====== Material provided
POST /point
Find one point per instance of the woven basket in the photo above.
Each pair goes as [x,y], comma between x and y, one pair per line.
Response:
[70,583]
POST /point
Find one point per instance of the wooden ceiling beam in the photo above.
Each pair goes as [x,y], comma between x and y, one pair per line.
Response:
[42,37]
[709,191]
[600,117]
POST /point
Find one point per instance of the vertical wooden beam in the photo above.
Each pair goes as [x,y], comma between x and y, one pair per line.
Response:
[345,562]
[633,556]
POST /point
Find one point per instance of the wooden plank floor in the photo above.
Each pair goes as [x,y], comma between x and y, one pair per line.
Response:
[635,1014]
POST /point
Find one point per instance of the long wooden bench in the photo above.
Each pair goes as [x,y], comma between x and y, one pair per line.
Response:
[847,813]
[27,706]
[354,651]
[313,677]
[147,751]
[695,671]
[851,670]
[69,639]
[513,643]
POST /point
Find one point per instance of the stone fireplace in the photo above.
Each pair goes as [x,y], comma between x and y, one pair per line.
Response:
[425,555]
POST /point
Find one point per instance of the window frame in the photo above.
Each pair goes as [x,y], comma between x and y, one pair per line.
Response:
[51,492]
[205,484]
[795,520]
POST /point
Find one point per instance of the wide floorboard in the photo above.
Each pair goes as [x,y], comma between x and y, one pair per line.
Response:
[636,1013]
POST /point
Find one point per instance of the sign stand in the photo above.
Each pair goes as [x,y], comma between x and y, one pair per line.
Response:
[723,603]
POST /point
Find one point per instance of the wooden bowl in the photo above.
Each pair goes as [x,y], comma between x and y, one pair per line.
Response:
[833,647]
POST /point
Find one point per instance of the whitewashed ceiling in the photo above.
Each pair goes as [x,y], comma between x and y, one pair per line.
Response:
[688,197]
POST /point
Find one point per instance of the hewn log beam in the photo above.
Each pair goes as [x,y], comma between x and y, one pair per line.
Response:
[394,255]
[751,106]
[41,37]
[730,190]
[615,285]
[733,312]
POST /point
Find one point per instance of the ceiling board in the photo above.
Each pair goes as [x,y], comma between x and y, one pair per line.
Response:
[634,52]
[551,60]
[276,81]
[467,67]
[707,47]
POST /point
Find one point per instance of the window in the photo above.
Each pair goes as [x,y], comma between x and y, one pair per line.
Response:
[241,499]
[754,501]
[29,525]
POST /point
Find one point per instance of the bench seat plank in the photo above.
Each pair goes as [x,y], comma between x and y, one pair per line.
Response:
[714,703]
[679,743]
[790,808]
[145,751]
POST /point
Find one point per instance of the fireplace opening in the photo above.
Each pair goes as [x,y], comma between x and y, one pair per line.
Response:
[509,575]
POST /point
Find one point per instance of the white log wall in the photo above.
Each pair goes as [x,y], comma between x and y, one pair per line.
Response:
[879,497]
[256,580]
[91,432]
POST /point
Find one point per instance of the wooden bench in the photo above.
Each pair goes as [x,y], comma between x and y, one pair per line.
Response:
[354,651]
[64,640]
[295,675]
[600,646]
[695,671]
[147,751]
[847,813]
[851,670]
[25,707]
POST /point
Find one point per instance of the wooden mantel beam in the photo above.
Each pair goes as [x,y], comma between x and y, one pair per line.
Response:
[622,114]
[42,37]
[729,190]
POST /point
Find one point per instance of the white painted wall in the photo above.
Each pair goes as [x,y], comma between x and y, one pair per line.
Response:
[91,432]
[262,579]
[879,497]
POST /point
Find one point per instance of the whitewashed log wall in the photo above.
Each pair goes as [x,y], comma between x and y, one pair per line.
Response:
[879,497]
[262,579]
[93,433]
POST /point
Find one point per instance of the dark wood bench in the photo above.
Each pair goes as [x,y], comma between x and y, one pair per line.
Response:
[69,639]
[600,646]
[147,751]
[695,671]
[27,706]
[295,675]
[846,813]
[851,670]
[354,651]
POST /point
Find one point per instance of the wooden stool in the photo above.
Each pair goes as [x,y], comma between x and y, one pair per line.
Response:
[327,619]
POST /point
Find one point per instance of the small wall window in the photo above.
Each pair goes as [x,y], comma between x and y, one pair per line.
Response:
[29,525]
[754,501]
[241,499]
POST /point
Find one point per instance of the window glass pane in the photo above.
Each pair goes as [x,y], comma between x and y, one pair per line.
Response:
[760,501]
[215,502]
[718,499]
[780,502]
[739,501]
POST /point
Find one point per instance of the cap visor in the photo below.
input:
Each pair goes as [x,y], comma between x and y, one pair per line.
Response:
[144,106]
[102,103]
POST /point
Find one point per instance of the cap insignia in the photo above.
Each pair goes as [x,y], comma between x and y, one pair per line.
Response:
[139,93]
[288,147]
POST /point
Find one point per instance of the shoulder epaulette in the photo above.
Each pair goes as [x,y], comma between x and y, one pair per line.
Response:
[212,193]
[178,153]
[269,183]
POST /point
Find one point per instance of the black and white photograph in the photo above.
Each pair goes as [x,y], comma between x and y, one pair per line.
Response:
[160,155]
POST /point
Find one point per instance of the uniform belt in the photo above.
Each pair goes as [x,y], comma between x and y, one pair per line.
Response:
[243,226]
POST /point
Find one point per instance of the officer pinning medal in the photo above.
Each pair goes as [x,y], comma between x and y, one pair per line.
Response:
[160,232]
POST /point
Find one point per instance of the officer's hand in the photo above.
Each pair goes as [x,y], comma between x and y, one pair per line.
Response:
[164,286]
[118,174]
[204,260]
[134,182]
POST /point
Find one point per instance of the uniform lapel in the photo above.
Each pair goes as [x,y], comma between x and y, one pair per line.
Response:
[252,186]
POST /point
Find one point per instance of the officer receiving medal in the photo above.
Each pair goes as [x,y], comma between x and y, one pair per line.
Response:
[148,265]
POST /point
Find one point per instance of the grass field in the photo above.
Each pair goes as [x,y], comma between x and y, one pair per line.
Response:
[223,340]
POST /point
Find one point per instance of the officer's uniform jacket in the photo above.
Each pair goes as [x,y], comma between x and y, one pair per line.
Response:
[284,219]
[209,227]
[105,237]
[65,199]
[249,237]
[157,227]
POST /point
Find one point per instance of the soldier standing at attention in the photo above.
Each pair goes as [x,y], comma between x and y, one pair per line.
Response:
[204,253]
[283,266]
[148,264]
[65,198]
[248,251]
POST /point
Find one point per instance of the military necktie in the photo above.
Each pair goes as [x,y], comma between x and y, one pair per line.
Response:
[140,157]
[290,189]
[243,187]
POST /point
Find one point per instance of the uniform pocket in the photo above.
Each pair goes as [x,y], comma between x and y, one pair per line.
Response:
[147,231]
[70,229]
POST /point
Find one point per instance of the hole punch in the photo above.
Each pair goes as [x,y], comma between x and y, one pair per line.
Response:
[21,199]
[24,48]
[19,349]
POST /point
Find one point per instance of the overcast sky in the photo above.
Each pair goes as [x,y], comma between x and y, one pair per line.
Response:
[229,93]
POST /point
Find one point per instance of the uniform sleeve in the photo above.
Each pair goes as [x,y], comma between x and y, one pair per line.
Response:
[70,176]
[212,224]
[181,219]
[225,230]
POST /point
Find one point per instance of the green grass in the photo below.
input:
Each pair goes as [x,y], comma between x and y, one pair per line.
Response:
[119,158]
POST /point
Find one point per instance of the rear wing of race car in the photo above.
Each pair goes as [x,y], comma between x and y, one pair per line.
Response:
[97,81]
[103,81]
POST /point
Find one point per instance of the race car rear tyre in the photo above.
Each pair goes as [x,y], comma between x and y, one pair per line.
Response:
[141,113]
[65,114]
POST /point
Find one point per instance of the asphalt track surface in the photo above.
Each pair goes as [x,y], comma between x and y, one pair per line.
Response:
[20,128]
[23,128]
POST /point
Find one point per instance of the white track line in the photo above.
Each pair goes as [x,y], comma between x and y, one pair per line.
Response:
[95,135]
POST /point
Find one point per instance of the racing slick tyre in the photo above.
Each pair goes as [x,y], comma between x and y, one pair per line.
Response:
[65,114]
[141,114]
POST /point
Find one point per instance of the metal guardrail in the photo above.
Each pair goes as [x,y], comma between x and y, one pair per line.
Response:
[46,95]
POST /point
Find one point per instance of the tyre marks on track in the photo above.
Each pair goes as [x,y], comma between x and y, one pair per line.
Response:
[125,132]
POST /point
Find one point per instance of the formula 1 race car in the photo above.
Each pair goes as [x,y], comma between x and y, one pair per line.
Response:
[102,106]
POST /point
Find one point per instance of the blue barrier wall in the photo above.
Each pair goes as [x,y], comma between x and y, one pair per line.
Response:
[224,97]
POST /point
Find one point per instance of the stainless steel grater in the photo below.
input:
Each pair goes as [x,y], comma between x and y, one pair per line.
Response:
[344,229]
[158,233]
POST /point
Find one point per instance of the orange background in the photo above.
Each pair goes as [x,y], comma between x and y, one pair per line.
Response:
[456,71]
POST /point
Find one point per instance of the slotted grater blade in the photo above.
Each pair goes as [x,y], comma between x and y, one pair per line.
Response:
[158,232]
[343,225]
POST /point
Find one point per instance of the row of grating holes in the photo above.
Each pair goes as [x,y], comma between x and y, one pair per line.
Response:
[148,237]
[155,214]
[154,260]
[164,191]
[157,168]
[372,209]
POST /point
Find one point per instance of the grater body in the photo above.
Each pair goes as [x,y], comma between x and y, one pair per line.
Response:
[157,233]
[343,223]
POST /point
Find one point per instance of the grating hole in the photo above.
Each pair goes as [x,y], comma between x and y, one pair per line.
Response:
============
■ Given request: Identify every line in the entries above that contains the word "rear", matching case exactly, and copy each of those lines in full.

■ Result:
Find one point per instance of the rear wing of race car in the photo above.
Find one point per instance of the race car rear tyre in the photo above.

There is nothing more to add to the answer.